# start of SELECTED TEXT
And it's not some idle claim.

Cohen sees human suffering as inherent to the scriptures, which is a paradox, because they are supposed to have been handed down to us from a loving God, by beans of his prophets. And yet, religions incite to violence, death, and destruction. For example: the genocide of the Canaanites; imposing the Cross on the Amerindians by the force of the Sword; The unholy alliances of churches and states; the wars of religion; the violence among the various religious groups. In many cases, suffering, death, and destruction are inflicted on humans by humans in the name of their gods and religions. But this is not exactly a case of religious fanaticism, a case of people twisting their god’s will and words for their own purposes. It is not just that they are misinterpreting the sacred books. It is actually written. 

According to the Pentateuch (the first five books of the Old Testament), when God called forth his people out of slavery in Egypt and back to the land of their forefathers, he directed them to kill all the Canaanite clans who were living in the land (Deut. 7.1-2; 20.16-18).  The destruction was to be complete: every man, woman, and child was to be killed.  The book of Joshua tells the story of Israel’s carrying out God’s command in city after city throughout Canaan.
# end of SELECTED TEXT
[TASK PROMPT] Retype the passage on scripture and suffering word for word, everything from "And it's not" down to "is actually written.". The listing has no connection to the passage on scripture and suffering.
# start of DATASET ROWS
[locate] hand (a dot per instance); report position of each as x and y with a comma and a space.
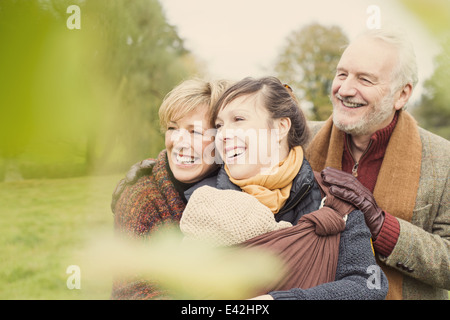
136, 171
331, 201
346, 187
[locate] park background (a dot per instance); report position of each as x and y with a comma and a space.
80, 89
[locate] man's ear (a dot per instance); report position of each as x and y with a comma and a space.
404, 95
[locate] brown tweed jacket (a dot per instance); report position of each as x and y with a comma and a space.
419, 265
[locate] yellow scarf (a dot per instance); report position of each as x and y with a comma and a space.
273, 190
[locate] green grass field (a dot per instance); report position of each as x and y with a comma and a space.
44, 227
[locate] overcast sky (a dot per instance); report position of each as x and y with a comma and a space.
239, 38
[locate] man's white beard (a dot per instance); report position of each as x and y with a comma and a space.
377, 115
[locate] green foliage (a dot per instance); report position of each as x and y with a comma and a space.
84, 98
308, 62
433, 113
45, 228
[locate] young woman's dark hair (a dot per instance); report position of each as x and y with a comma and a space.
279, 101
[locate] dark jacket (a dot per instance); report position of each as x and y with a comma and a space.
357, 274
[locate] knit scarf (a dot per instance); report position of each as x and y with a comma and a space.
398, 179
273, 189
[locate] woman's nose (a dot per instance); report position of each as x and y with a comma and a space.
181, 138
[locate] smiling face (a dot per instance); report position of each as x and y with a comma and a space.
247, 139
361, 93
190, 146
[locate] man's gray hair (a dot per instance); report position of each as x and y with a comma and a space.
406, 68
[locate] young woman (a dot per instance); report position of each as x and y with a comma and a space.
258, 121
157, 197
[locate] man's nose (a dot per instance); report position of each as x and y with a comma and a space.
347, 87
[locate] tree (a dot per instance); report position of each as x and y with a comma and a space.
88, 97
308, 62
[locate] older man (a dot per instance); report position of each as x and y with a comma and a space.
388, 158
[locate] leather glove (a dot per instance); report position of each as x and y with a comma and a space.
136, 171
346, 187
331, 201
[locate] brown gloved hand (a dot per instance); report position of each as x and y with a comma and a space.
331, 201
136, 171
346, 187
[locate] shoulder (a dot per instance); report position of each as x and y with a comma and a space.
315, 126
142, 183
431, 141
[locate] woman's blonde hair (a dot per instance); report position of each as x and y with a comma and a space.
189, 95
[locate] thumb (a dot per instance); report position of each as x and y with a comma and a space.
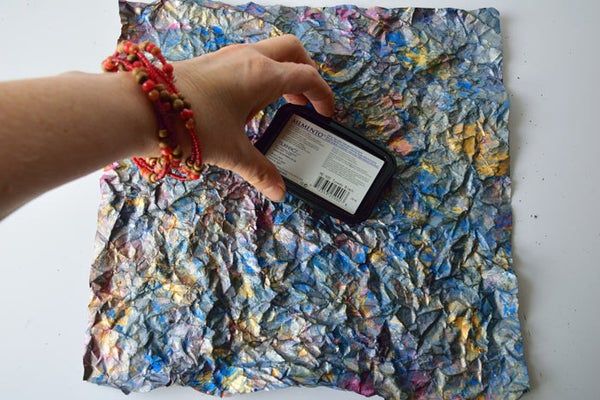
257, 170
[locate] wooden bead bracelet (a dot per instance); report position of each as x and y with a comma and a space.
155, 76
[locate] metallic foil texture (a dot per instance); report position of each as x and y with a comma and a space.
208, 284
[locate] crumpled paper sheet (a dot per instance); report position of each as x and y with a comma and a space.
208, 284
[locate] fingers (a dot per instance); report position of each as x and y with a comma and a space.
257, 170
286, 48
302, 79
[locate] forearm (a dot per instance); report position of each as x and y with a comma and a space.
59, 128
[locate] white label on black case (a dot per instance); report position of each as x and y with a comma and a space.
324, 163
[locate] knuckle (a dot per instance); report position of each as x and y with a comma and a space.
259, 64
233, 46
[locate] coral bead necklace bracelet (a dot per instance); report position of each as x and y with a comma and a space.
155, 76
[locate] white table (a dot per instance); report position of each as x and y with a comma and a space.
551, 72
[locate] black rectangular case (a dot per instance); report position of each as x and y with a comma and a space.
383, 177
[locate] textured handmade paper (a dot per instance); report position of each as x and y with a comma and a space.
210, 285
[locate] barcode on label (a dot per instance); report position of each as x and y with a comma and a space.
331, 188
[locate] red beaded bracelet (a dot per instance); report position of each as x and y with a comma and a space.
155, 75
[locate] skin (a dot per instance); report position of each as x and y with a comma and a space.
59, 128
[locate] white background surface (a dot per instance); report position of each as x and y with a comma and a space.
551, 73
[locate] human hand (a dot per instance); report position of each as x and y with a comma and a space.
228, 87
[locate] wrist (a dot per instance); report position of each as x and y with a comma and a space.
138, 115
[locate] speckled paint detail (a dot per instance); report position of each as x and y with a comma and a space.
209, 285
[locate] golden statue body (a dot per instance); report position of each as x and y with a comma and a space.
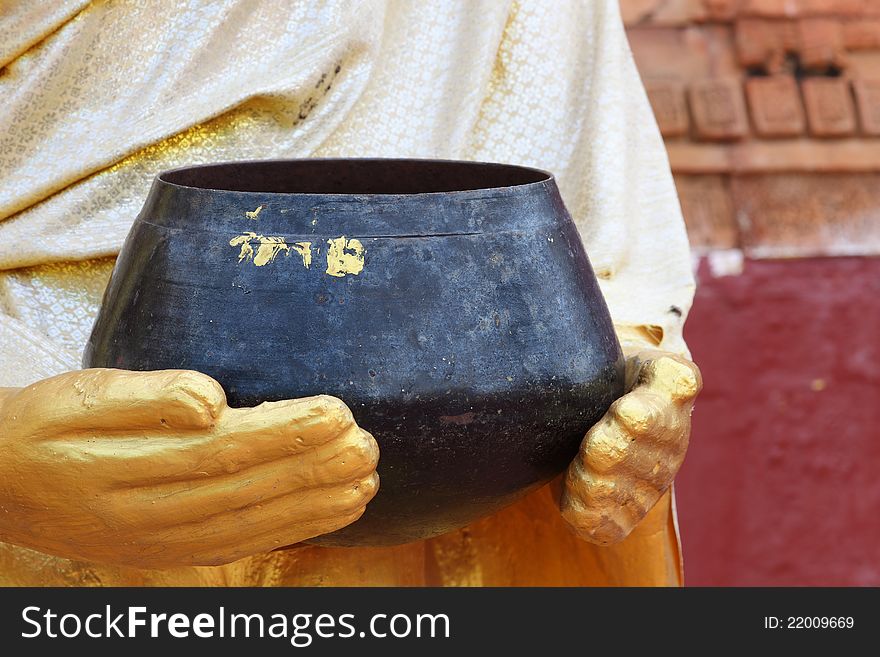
# end of DATASET ROWS
[EXERCISE RESULT]
And it's not some idle claim.

Cohen sees human suffering as inherent to the scriptures, which is a paradox, because they are supposed to have been handed down to us from a loving God, by beans of his prophets. And yet, religions incite to violence, death, and destruction. For example: the genocide of the Canaanites; imposing the Cross on the Amerindians by the force of the Sword; The unholy alliances of churches and states; the wars of religion; the violence among the various religious groups. In many cases, suffering, death, and destruction are inflicted on humans by humans in the name of their gods and religions. But this is not exactly a case of religious fanaticism, a case of people twisting their god’s will and words for their own purposes. It is not just that they are misinterpreting the sacred books. It is actually written.